Every entry must be repeated exactly. Exclude all pictures.

--- start of SUPPLIED DATA ---

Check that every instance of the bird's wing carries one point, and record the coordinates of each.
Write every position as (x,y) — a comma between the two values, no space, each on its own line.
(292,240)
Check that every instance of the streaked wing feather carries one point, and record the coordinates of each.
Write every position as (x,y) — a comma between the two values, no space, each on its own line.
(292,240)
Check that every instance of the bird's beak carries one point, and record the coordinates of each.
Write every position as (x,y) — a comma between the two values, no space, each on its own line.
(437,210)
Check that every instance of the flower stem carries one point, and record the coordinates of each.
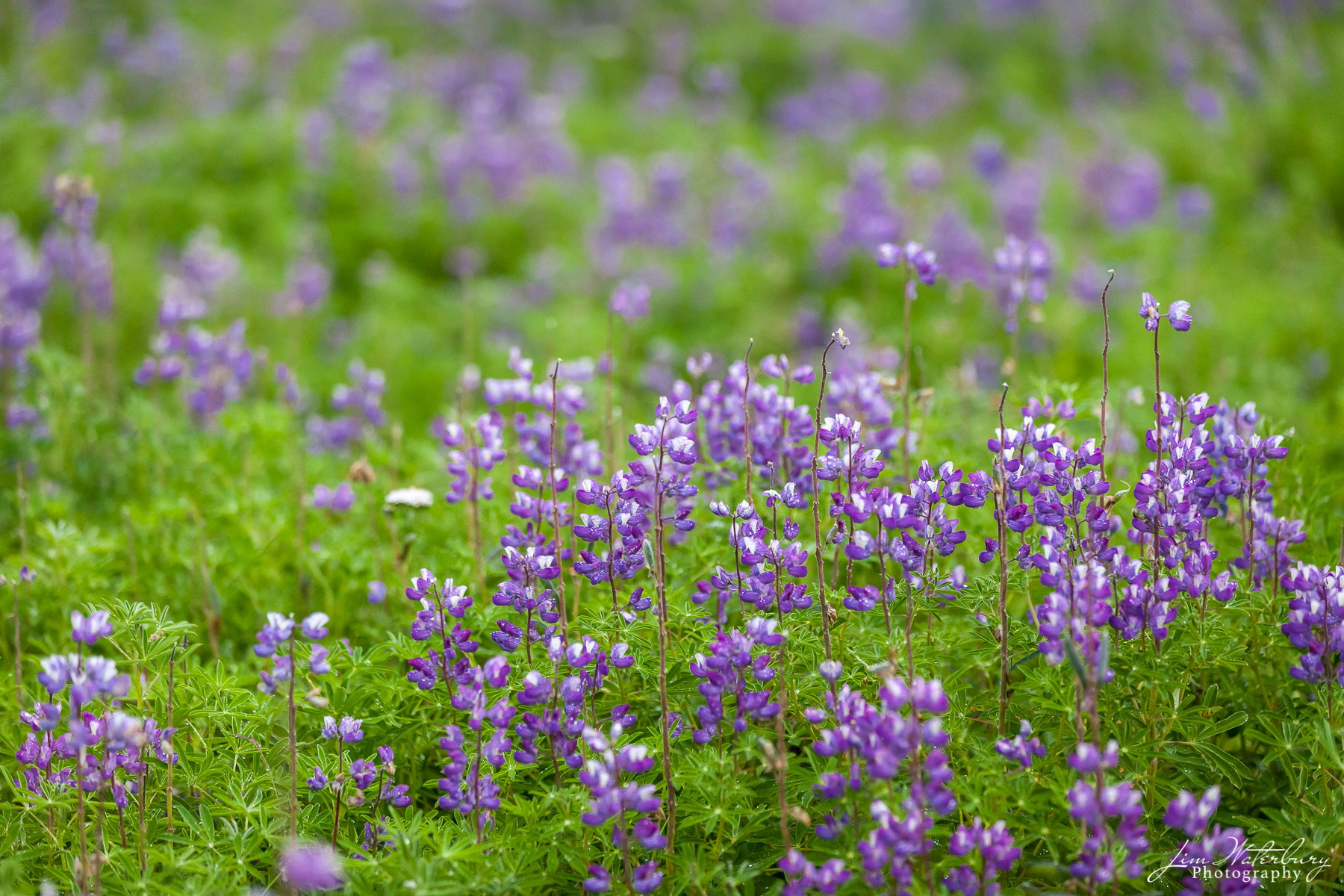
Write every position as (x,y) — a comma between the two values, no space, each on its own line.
(1001,519)
(172,660)
(556,509)
(660,579)
(746,420)
(293,747)
(816,500)
(1105,370)
(340,781)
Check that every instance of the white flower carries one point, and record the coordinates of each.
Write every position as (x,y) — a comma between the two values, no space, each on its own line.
(410,497)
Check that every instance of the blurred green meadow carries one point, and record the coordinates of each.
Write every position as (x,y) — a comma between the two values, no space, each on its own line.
(243,119)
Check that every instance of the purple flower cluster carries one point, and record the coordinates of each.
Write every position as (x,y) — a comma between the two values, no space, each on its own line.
(804,877)
(127,742)
(307,285)
(615,798)
(726,675)
(1023,269)
(744,203)
(833,105)
(1316,622)
(1204,848)
(438,603)
(507,139)
(564,724)
(621,524)
(1110,850)
(638,214)
(364,89)
(484,442)
(1127,191)
(961,252)
(765,556)
(467,790)
(667,454)
(874,742)
(867,217)
(336,500)
(913,529)
(358,403)
(992,845)
(25,284)
(217,366)
(780,433)
(1021,748)
(70,252)
(276,633)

--- end of SUPPLIED DATA ---

- **TASK RESULT**:
Check that every instance of the bird's wing carries one point, and record the coordinates of each.
Write every position as (x,y) — a comma between the two values, no space, each on its own line.
(292,240)
Check that every instance of the streaked wing feather carries one point, and record the coordinates of each.
Write every position as (x,y) — a comma between the two values, no space, each on its own line.
(292,240)
Check that every instance of the bird's beak carries one point, and record the coordinates of each.
Write every position as (x,y) — a comma between the two values, no space, each on its own line.
(437,210)
Check that every instance of the flower stem carries one point, and record the coordinates of each.
Write every position as (x,y) — a comma between the two values, no space, each on its own line.
(1001,519)
(172,660)
(556,509)
(660,579)
(746,420)
(293,747)
(816,500)
(1105,370)
(340,781)
Check that every instance of the white flower carries one point, and record the coordinates of each.
Write every position as (x,y) — a comma between the two values, no space, each on its own line.
(410,497)
Check that every instance of the blurred green meadow carries one point, and record the coordinates of each.
Write every position as (x,y) — a comma between the two values, no space, each on its own line.
(243,119)
Check that every instance of the purple flower cluster carries one point, and record the coordinates of each.
Write every position as (x,y) — a comma between the two values, no space, each on its own line.
(804,877)
(127,742)
(307,285)
(615,798)
(726,675)
(1023,269)
(744,203)
(833,105)
(1316,622)
(1204,848)
(438,603)
(507,139)
(564,724)
(621,524)
(1110,850)
(638,214)
(364,89)
(484,442)
(1127,191)
(961,252)
(765,556)
(467,790)
(667,454)
(874,742)
(867,217)
(336,500)
(913,529)
(358,403)
(992,845)
(25,284)
(217,366)
(780,433)
(1021,748)
(70,252)
(276,633)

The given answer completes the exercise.